## [Exercise requirements]
Count every line below that contains "glass", then give that count and nothing else.

(Beginning of Data)

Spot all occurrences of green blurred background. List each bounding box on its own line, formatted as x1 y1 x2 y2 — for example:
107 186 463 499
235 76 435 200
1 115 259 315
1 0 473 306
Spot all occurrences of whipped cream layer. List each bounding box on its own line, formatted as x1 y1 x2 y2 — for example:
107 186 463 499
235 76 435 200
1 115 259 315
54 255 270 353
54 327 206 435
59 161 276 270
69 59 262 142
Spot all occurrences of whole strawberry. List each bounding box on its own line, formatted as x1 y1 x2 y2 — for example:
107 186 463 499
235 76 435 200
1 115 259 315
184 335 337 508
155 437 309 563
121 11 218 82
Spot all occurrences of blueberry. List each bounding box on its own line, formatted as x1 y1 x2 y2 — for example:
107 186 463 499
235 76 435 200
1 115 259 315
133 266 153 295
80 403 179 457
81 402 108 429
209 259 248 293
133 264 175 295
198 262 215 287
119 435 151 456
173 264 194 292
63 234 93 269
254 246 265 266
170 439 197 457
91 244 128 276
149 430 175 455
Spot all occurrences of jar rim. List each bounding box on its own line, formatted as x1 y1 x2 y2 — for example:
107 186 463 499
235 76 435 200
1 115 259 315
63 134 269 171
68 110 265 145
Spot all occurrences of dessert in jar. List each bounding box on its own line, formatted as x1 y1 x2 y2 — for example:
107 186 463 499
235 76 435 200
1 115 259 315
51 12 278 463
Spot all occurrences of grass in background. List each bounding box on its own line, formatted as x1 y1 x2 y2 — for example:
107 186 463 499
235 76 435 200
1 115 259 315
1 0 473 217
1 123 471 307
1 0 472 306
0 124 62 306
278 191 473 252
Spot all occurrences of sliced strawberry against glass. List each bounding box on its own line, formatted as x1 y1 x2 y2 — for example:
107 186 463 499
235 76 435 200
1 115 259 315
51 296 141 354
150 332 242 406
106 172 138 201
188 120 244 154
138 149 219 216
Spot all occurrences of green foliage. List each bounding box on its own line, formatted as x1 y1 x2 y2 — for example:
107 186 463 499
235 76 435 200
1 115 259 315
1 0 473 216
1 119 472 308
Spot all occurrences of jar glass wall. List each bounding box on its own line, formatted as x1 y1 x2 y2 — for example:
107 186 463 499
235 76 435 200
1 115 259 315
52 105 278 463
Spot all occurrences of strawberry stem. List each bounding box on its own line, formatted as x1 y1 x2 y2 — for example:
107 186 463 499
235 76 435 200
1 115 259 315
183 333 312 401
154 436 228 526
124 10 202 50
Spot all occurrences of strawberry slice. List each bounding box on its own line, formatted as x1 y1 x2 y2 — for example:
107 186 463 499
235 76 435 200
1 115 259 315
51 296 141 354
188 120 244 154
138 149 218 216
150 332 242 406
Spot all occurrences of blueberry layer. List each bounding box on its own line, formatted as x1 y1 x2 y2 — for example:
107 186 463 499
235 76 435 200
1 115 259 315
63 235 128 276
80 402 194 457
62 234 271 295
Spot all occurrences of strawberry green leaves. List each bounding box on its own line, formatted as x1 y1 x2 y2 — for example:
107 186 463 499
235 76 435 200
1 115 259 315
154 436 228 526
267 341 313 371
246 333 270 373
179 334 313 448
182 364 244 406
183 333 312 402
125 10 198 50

(End of Data)

## [Reply to the task]
2